◆ **EXERCISE AIM**
Return each line of the material below that contains the string "peak", copied in full.

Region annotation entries
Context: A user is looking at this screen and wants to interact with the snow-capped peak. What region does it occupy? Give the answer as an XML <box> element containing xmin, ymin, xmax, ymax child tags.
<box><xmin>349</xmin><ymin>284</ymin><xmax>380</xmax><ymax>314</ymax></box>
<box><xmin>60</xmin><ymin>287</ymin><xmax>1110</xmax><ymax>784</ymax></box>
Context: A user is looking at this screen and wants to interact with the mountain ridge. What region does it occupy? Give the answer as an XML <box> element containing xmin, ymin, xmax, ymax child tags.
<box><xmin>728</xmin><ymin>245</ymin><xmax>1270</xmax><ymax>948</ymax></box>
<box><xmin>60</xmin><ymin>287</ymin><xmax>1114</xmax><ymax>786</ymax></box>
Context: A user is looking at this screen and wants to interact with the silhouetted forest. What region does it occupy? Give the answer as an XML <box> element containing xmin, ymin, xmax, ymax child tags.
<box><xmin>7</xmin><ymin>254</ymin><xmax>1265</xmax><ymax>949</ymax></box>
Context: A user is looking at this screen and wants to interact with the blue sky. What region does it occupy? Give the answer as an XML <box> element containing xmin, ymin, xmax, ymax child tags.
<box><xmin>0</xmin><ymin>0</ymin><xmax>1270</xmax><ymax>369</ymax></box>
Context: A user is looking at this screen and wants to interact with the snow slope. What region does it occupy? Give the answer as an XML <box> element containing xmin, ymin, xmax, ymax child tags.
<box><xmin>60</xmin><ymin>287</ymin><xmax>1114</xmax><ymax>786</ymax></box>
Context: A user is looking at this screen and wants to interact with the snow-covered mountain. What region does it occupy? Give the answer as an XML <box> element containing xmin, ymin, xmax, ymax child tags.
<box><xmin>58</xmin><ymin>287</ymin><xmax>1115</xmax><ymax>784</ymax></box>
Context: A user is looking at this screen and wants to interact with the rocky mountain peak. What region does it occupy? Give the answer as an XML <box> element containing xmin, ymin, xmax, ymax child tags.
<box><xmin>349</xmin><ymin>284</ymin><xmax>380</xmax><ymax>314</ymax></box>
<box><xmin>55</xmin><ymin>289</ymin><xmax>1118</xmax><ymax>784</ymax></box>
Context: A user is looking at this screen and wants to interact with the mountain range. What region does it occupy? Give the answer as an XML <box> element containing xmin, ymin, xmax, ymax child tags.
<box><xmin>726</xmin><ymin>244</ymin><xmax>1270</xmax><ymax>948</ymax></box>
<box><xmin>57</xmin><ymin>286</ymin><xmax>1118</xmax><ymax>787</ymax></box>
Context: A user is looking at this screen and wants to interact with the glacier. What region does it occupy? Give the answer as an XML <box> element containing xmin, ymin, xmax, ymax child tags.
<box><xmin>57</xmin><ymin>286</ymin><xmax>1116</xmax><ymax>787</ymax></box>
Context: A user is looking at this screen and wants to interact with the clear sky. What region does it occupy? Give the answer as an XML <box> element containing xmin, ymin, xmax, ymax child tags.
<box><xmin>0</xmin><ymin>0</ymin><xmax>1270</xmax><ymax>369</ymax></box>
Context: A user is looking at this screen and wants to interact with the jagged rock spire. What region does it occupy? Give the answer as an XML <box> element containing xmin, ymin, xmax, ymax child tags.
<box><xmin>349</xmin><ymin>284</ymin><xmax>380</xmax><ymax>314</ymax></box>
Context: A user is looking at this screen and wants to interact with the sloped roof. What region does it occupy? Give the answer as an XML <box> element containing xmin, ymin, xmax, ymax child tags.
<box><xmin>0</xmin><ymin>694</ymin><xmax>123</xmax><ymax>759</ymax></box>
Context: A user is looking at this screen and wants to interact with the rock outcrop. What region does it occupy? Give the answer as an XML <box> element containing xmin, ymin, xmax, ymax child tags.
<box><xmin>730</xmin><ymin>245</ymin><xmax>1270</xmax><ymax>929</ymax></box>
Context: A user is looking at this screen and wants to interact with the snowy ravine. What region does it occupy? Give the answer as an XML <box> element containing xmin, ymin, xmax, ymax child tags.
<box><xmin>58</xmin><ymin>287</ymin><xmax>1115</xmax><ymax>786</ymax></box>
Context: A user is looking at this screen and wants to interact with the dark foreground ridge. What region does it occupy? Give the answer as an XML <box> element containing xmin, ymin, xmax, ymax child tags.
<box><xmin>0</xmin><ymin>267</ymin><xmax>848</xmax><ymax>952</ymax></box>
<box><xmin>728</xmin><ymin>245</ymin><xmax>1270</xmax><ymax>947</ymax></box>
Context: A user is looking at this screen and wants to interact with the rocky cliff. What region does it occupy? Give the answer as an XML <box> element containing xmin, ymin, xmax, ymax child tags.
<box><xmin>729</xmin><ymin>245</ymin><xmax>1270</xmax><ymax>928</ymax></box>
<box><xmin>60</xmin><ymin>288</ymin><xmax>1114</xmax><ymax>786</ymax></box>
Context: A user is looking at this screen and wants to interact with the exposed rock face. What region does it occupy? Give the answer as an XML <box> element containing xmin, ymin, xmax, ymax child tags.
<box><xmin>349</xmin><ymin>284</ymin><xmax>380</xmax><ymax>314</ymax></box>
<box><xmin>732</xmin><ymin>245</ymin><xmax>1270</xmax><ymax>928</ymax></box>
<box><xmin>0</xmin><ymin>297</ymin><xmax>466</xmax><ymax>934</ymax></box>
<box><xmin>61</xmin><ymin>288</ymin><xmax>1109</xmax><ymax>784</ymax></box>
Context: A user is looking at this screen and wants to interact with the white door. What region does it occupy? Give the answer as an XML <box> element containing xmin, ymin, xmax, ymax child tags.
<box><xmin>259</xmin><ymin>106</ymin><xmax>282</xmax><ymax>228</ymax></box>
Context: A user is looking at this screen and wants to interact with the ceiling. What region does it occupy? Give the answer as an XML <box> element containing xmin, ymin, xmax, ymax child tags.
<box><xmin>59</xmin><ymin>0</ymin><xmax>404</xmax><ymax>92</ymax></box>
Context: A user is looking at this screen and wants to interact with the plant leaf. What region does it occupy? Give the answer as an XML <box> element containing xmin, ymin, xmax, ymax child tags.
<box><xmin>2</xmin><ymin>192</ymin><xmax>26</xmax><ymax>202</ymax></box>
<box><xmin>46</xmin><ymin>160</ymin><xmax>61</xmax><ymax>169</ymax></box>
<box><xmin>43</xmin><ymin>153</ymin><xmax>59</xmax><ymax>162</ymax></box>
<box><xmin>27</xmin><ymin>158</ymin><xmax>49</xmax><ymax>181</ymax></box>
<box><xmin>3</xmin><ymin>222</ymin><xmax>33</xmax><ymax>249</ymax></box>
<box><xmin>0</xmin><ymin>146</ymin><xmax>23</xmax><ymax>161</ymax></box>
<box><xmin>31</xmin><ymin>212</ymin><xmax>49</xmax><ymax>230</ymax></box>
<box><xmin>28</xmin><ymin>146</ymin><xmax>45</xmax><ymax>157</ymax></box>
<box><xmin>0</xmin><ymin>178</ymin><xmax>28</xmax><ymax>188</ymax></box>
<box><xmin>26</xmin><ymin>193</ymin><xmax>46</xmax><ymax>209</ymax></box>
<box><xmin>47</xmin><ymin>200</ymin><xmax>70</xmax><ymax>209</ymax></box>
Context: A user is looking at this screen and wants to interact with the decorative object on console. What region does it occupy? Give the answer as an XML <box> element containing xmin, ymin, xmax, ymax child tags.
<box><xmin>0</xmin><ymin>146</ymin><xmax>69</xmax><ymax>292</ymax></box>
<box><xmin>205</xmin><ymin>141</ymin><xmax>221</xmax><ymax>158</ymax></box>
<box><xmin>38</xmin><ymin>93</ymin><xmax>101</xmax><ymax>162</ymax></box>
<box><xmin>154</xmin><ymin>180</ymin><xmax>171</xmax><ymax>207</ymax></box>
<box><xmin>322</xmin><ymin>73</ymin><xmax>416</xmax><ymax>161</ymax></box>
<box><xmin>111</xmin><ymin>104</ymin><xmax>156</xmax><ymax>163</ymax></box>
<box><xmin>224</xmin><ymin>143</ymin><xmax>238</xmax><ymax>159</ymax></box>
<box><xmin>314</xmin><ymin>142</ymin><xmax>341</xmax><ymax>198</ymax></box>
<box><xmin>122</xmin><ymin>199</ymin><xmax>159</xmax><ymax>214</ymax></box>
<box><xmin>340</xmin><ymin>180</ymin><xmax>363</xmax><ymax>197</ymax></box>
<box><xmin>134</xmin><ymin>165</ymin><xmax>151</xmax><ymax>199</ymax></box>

◆ **WRITTEN RESPONSE**
Context: A user is looking at this screen and wants to interact with the snow-capped peak. What region does it occupy? Give the answer as an XML <box> element containing xmin, ymin, xmax, ymax child tags.
Context: A user is looking at this screen and wants to interact with the rocky mountain peak. What region does it occupy? Give the answer as an XML <box> element containing xmin, ymin, xmax, ymax child tags.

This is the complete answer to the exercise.